Unfortunate Incident # 4: I make it all the way to Gaylord without another embarrassing moment, and I’m just about to hoister myself out of my pit of sorrow and self-loathing when I walk through the doors. And trip. AGAIN. Now mind you, I’m wearing flip-flops. Not heels; not stilettos that make one’s ankles wobble or one’s knees bow. I’m wearing the simplest of simple flip-flops, and I’ve tripped AGAIN. This time I’m in the atrium of Gaylord, which means at least 17 undergrads, 9 grad students and 4 professors have witnessed my graceless entrance. So I force a laugh (which sounds just as forced as it is) and proceed to the stairs. OF COURSE the library where I work is upstairs.
Unfortunate Incident # 5: I make it up 2 steps and see my dear friend Chris descending the stairs towards me. I smile at him, begin babbling about how sh*tty my day’s been thus far, and you guessed it…I EFFING TRIP AGAIN. I’m indeed lucky to have Chris there to catch me, as otherwise my shinbones would be irrevocably scarred from the fall. But the only thing more embarrassing than falling in front of strangers is falling in front of friends. So I mumble something about my shoe being broken or SOME nonsense, and being the gentleman that he is Chris goes to examine it. Damn thing isn’t broken (which I of course knew to begin with). I’m just a douchetard.
(It’s worth mentioning that Chris himself tripped on the exact same stair a mere hour after I did. That made me feel better…until Unfortunate Incident # 7).
Unfortunate Incident # 6: I stumble into the library, and my boss greets me with an icy “WHERE THE HELL HAVE YOU BEEN” look. Deserved, I know, but it only adds to my desire to crawl into a ball on the floor and hum “Yesterday” to myself. So I grab a laptop, sign into my OU email account, and find I’ve received an ominous email entitled “Puerto Rico: An Update.”

=-=-=-=-=

• Given problem a
Count the lines in the listing that contain the string "jacket", treating uppercase and lowercase as different, and give only that number.
The listing that comes next has no connection to the excerpt about the unfortunate incidents.

• Entries
=-=-=-=-=

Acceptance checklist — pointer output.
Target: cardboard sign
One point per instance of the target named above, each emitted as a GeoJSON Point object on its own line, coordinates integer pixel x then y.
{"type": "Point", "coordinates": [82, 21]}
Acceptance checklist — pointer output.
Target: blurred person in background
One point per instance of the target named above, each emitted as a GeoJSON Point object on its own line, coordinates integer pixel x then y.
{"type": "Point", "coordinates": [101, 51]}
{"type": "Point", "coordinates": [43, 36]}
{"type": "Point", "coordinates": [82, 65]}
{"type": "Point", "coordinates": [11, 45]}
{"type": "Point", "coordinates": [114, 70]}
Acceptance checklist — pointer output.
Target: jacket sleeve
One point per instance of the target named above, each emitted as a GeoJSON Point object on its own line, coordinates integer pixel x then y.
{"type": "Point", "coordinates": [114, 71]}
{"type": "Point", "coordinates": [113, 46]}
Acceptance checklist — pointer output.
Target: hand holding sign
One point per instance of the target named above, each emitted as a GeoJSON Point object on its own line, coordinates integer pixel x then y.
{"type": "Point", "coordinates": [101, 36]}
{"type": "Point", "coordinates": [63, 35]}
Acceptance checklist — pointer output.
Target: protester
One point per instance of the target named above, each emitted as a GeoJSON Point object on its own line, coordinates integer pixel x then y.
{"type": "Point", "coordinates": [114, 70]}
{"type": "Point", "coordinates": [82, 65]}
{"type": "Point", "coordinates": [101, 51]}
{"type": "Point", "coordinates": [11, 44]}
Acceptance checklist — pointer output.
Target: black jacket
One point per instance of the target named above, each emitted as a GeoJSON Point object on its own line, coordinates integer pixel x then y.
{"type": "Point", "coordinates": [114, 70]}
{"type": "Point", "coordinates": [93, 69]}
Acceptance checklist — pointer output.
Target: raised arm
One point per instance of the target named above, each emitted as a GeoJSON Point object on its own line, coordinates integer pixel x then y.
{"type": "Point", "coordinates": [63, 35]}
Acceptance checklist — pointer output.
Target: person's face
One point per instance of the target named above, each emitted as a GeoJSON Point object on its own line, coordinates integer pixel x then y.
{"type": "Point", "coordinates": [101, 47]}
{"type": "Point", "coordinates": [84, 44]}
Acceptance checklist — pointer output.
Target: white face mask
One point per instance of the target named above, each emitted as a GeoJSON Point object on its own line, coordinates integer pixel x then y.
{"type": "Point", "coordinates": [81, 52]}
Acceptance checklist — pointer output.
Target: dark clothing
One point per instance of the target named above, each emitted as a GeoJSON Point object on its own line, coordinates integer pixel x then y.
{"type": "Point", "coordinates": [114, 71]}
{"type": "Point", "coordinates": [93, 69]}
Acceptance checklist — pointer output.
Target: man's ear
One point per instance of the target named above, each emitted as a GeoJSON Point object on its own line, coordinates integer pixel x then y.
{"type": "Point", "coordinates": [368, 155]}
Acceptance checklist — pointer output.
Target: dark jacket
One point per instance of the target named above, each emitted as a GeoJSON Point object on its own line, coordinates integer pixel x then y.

=-=-=-=-=

• Given problem b
For each statement, say yes or no to whether it agrees with the excerpt about the unfortunate incidents, and quote the words of the excerpt that decide it. (i) The narrator was wearing heels when tripping in the atrium of Gaylord. (ii) Chris tripped on the same stair about an hour after the narrator did. (iii) The library where the narrator works is upstairs.

• Exercise output a
3

• Exercise output b
(i) No: "Now mind you, I’m wearing flip-flops."
(ii) Yes: "Chris himself tripped on the exact same stair a mere hour after I did."
(iii) Yes: "OF COURSE the library where I work is upstairs."